▸ **What you are asked to do**
Arrange the listing below as a Markdown table with two columns, Row and Line. Give each nonblank line of the listing its own numbered row.

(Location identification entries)

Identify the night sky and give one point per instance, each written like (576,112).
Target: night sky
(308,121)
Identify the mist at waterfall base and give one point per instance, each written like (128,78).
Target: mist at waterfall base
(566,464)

▸ **Output below**
| Row | Line |
|---|---|
| 1 | Identify the night sky and give one point per instance, each written like (576,112). |
| 2 | Target: night sky |
| 3 | (308,121) |
| 4 | Identify the mist at waterfall base and give one point per instance, each written like (128,78). |
| 5 | Target: mist at waterfall base |
| 6 | (566,464) |